• Point annotation dataset records
* * * * * * * * *

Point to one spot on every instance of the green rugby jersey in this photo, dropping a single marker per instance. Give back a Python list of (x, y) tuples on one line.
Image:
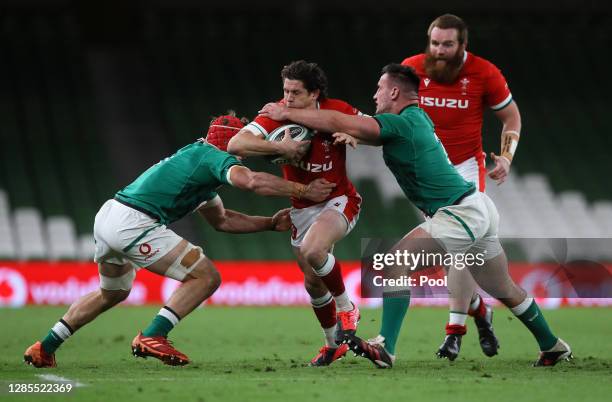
[(417, 159), (177, 185)]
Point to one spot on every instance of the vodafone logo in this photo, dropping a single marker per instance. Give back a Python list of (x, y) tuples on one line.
[(13, 288), (144, 249)]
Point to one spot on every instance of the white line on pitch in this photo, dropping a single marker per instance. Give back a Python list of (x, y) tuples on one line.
[(57, 378)]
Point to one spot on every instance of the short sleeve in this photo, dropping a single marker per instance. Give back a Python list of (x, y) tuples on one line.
[(497, 94), (262, 125), (219, 163), (388, 126)]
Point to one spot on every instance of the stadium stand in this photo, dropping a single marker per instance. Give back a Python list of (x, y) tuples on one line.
[(54, 157)]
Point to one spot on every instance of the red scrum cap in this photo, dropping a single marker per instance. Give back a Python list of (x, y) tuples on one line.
[(222, 129)]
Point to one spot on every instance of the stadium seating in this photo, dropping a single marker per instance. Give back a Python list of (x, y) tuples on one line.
[(54, 161)]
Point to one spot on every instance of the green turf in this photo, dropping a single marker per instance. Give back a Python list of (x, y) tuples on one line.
[(259, 354)]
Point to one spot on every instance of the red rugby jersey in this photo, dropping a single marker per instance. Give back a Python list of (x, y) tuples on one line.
[(457, 109), (323, 160)]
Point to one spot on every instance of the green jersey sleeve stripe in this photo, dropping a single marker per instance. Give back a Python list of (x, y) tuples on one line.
[(467, 229), (503, 103)]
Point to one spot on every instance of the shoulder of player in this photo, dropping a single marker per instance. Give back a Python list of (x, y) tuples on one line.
[(415, 62), (338, 105)]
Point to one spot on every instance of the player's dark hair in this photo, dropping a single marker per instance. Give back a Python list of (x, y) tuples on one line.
[(450, 21), (312, 76), (405, 76)]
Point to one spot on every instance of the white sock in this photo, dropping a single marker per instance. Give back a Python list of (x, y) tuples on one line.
[(343, 303), (475, 303), (330, 337), (457, 319)]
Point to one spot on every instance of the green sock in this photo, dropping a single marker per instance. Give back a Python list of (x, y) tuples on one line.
[(51, 342), (394, 310), (56, 336), (534, 320), (163, 323)]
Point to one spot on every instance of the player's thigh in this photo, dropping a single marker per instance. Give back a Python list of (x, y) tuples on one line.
[(418, 242), (329, 227), (183, 262), (311, 280), (116, 280)]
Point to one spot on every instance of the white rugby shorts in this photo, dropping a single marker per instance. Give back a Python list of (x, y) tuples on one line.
[(303, 218), (470, 226), (474, 170), (123, 235)]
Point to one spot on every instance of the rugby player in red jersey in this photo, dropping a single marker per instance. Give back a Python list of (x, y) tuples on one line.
[(316, 227)]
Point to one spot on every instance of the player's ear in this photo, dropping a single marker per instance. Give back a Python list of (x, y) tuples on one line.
[(315, 94), (395, 93)]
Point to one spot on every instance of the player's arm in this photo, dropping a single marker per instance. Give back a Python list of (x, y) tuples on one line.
[(359, 126), (269, 185), (511, 131), (344, 138), (245, 143), (230, 221)]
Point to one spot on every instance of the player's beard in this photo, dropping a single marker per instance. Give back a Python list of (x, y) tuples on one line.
[(445, 73)]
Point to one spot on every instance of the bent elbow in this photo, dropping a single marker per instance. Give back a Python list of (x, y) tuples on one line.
[(235, 147)]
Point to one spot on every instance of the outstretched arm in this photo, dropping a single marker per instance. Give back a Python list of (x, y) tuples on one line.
[(245, 143), (227, 220), (270, 185), (361, 127), (511, 129)]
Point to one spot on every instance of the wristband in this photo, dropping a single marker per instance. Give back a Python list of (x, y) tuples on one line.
[(509, 143)]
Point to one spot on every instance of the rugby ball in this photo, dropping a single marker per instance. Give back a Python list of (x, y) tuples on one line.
[(298, 133)]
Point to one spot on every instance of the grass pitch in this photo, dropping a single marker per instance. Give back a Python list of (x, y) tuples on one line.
[(260, 354)]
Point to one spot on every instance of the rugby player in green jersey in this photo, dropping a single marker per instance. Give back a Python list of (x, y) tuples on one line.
[(460, 219), (130, 231)]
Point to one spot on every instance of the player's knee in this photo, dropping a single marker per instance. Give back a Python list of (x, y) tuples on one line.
[(113, 297), (122, 283), (206, 273), (315, 255)]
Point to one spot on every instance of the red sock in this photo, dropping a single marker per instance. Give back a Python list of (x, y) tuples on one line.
[(455, 329), (326, 313), (331, 275), (479, 311)]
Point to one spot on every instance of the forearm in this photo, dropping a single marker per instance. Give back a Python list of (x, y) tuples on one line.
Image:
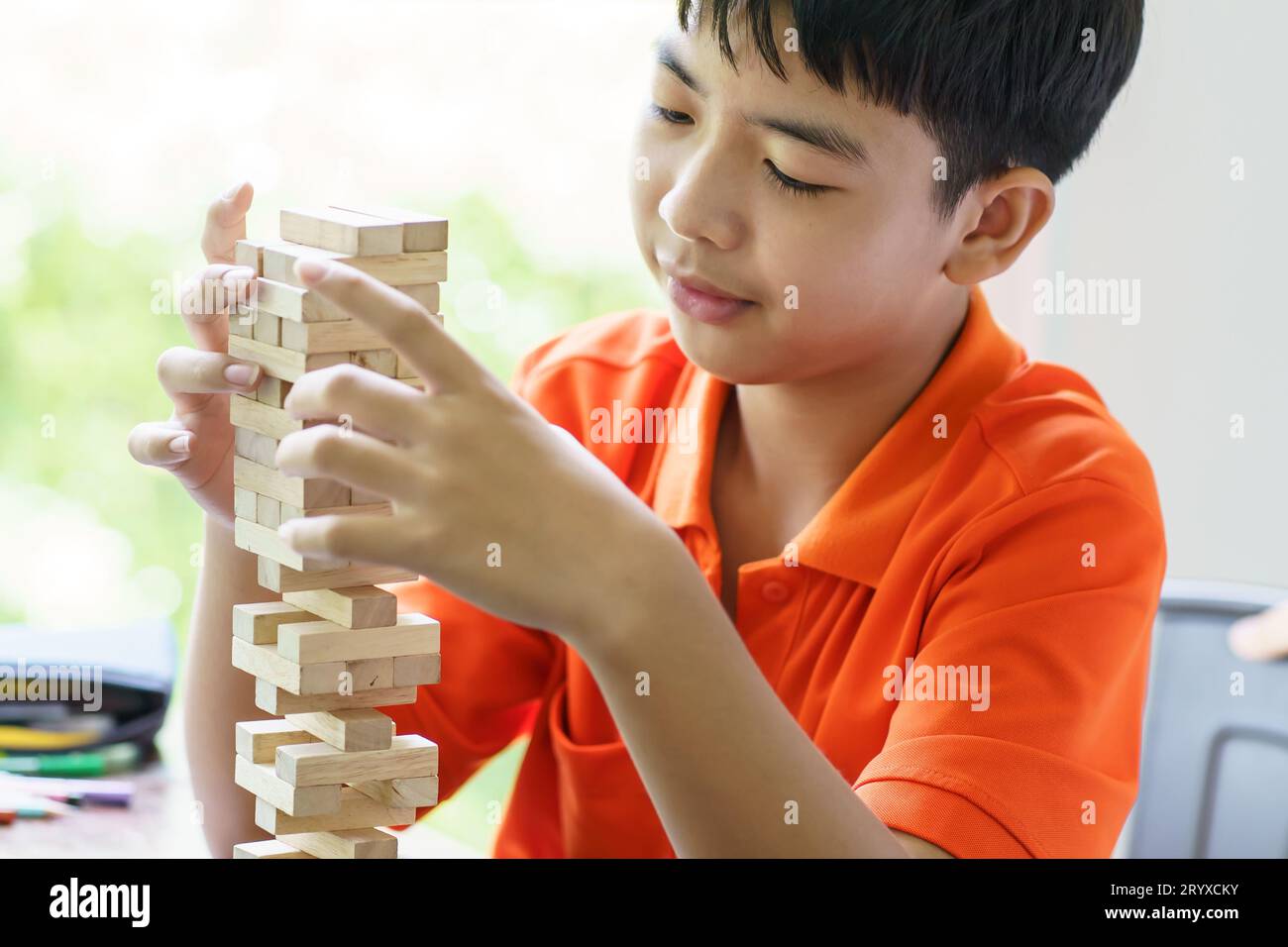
[(728, 768), (217, 696)]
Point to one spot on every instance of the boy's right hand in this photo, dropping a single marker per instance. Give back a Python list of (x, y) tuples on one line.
[(197, 442)]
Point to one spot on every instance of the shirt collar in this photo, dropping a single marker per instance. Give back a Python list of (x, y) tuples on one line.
[(859, 527)]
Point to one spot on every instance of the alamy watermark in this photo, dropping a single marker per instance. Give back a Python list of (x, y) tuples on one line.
[(63, 684), (629, 424), (1072, 295), (936, 684)]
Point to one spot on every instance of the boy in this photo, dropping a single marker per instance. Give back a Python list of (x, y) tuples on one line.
[(893, 594)]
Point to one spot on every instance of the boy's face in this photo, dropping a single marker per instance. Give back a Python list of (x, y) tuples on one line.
[(844, 274)]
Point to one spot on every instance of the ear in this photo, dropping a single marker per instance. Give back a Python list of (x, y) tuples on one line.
[(1000, 217)]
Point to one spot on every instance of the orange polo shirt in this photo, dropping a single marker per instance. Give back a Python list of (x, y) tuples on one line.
[(1004, 536)]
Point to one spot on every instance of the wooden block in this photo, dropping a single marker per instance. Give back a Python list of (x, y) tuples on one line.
[(271, 390), (321, 764), (268, 512), (355, 843), (403, 368), (263, 419), (258, 740), (376, 509), (297, 304), (309, 642), (348, 729), (278, 363), (342, 231), (412, 671), (393, 269), (278, 578), (250, 253), (357, 810), (269, 848), (265, 540), (347, 335), (258, 621), (420, 231), (296, 491), (274, 699), (382, 361), (360, 605), (294, 303), (244, 502), (268, 329), (262, 781), (266, 664), (248, 442), (241, 325), (402, 792)]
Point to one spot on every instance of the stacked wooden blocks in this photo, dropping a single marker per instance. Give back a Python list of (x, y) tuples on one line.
[(334, 648)]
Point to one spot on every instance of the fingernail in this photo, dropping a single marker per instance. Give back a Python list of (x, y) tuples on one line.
[(310, 270), (241, 372)]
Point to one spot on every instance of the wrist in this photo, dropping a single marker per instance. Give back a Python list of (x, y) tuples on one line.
[(655, 577)]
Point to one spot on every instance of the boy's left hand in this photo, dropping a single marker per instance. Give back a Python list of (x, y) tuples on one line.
[(465, 464)]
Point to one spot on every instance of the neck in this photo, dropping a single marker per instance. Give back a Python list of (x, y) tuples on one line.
[(795, 444)]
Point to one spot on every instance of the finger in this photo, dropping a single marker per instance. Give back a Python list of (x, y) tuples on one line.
[(209, 295), (1261, 637), (352, 458), (226, 223), (160, 444), (404, 324), (377, 405), (348, 538), (189, 376)]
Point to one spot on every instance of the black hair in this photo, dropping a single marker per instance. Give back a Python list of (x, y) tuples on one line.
[(997, 84)]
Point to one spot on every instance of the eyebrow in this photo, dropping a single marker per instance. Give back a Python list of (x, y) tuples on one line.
[(825, 137)]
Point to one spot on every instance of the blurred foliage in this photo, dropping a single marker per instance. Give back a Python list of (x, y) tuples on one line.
[(77, 351)]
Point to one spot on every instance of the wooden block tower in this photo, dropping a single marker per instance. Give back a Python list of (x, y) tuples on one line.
[(331, 772)]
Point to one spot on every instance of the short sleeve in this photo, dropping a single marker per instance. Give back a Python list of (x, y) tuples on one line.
[(1018, 728), (493, 673)]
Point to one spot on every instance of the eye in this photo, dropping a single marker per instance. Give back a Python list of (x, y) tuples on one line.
[(669, 115), (790, 184)]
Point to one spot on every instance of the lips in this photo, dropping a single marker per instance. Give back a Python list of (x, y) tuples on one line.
[(702, 300)]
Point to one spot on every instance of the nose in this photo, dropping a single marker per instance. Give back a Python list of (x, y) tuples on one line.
[(703, 204)]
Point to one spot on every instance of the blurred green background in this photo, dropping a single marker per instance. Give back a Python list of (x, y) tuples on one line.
[(77, 352)]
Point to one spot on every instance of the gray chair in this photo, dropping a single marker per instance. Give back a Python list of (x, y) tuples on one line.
[(1214, 766)]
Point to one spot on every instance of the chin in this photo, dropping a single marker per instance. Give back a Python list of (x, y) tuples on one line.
[(730, 354)]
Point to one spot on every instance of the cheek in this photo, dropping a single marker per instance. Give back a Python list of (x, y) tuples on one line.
[(645, 175)]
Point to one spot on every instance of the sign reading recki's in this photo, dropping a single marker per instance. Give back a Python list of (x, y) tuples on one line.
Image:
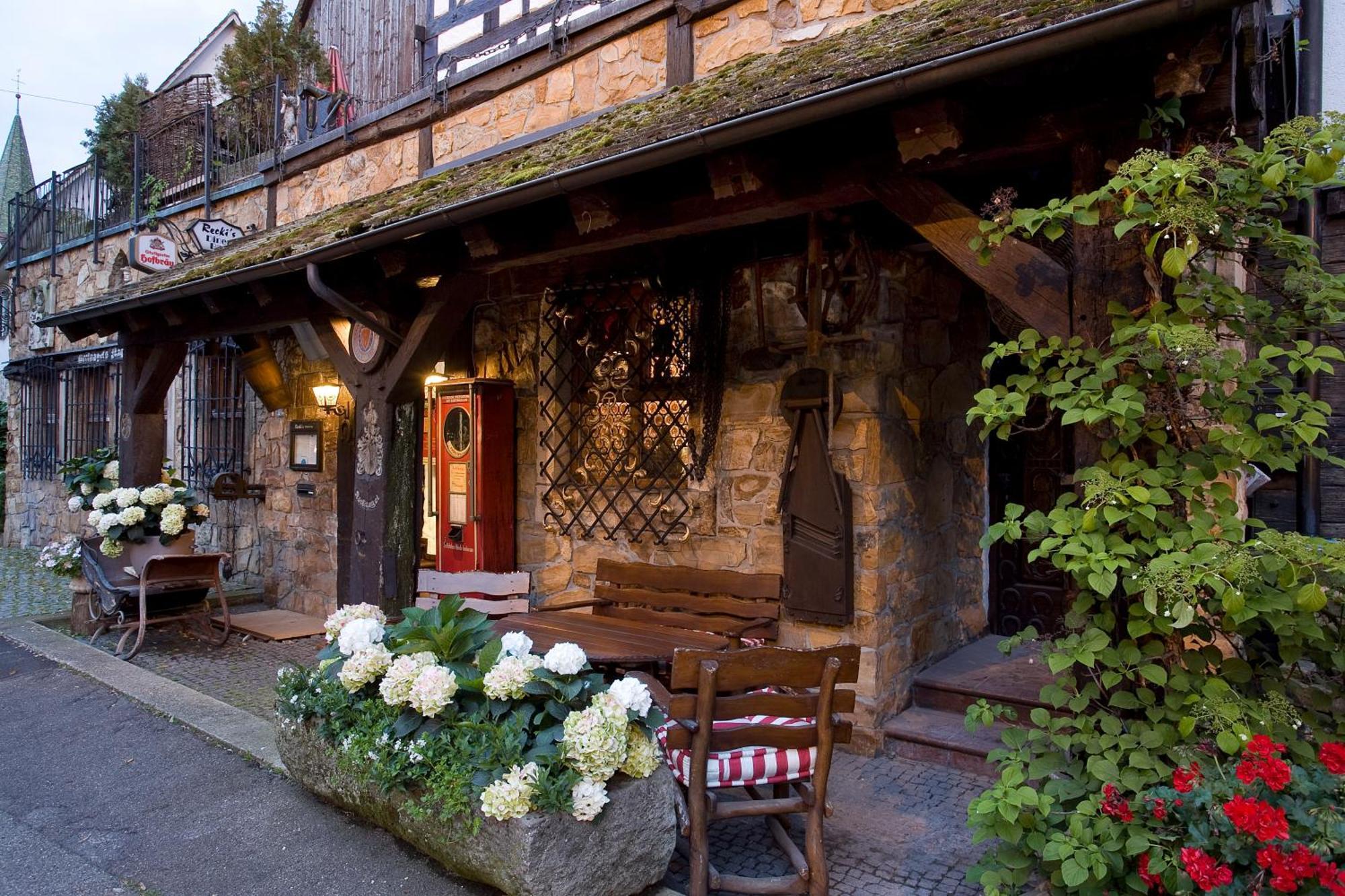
[(153, 252), (215, 233)]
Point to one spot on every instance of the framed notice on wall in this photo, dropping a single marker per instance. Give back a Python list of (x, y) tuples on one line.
[(306, 444)]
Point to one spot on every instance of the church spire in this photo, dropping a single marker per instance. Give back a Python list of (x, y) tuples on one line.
[(15, 169)]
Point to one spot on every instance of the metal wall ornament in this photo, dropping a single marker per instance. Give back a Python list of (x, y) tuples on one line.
[(369, 448), (630, 391)]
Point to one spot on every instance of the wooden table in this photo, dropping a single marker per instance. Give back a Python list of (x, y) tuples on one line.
[(607, 639)]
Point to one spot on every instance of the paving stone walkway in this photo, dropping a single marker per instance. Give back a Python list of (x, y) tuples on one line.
[(26, 589), (899, 826)]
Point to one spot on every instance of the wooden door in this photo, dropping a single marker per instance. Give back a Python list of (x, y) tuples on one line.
[(1028, 470)]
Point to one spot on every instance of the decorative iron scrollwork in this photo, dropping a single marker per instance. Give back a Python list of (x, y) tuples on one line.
[(629, 369)]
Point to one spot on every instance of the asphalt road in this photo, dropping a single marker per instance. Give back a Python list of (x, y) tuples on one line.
[(99, 795)]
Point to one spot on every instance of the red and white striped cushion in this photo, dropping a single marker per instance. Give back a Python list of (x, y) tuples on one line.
[(746, 764)]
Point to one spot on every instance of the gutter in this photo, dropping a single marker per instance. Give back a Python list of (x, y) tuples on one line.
[(1055, 40)]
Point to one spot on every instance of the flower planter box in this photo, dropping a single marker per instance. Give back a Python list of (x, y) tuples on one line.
[(623, 852)]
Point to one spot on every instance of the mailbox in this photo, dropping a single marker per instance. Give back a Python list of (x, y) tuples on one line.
[(473, 475)]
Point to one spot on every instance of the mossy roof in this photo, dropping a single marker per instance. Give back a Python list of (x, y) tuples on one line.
[(907, 37)]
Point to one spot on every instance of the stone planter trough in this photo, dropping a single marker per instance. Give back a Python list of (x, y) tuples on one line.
[(623, 852)]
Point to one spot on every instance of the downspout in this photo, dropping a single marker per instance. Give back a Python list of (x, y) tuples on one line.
[(1309, 494)]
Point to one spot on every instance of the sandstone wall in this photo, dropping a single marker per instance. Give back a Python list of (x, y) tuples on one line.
[(623, 69)]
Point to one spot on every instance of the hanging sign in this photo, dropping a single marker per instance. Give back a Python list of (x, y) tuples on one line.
[(153, 252), (215, 233)]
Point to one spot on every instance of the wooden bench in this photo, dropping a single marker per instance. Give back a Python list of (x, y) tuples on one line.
[(508, 591), (723, 602)]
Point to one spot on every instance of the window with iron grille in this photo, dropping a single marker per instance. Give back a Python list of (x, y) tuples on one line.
[(40, 415), (631, 380), (212, 413), (93, 403)]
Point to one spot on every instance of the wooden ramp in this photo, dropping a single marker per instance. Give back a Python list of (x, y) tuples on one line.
[(275, 624)]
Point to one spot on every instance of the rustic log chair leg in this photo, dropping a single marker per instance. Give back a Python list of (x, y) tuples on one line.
[(697, 802), (224, 610)]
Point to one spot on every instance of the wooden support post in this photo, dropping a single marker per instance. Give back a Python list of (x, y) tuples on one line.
[(146, 374), (379, 564), (1022, 276)]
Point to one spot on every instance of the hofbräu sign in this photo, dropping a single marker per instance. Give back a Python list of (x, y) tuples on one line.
[(215, 233), (153, 252)]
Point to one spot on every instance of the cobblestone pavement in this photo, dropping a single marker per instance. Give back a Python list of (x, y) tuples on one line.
[(28, 591), (241, 673), (900, 829), (899, 826)]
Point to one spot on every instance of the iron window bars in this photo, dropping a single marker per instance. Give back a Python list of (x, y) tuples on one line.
[(627, 372), (40, 413), (212, 412), (92, 389)]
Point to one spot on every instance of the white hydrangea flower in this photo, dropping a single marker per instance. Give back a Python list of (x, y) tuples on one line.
[(634, 694), (432, 690), (506, 678), (512, 795), (590, 797), (396, 686), (356, 611), (642, 754), (516, 643), (155, 495), (360, 633), (365, 666), (566, 659), (595, 739)]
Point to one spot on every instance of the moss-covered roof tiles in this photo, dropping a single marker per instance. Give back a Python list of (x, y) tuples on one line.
[(911, 36)]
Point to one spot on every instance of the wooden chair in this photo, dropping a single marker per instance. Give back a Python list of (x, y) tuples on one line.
[(723, 602), (506, 592), (170, 588), (720, 736)]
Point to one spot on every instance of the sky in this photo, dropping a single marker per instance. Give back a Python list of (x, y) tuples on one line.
[(80, 50)]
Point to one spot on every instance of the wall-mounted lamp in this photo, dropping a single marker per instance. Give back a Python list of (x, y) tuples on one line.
[(328, 396)]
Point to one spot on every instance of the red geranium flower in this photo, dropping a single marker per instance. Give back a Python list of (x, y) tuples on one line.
[(1153, 881), (1274, 771), (1204, 869), (1184, 779), (1258, 818), (1334, 756), (1114, 805)]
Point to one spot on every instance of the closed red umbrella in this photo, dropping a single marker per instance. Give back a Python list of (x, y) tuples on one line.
[(338, 83)]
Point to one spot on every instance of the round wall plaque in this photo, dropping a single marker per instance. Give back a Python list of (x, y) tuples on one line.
[(365, 345)]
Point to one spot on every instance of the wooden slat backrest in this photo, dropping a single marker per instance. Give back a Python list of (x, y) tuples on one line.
[(719, 600), (716, 677)]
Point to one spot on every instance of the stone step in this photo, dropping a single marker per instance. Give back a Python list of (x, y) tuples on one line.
[(939, 736), (980, 671)]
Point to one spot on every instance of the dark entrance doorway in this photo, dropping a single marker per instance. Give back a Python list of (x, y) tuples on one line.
[(1030, 470)]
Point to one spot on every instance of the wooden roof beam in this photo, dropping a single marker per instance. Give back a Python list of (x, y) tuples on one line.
[(1030, 282)]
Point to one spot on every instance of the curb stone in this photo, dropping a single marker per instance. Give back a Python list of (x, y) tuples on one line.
[(232, 727)]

* * * * * * * * *

• Given exercise
Rewrite the listing from its start through the line containing "[(417, 159), (177, 185)]", putting "blue rugby jersey" in place of "green rugby jersey" and leaving everything else as it is. Omit the pictures from your answer.

• Exercise output
Point to one spot on every instance of the blue rugby jersey in this photo, dropping a single marker per instance. Give back a Python list of (x, y) tuples on one line.
Image:
[(417, 159), (177, 185)]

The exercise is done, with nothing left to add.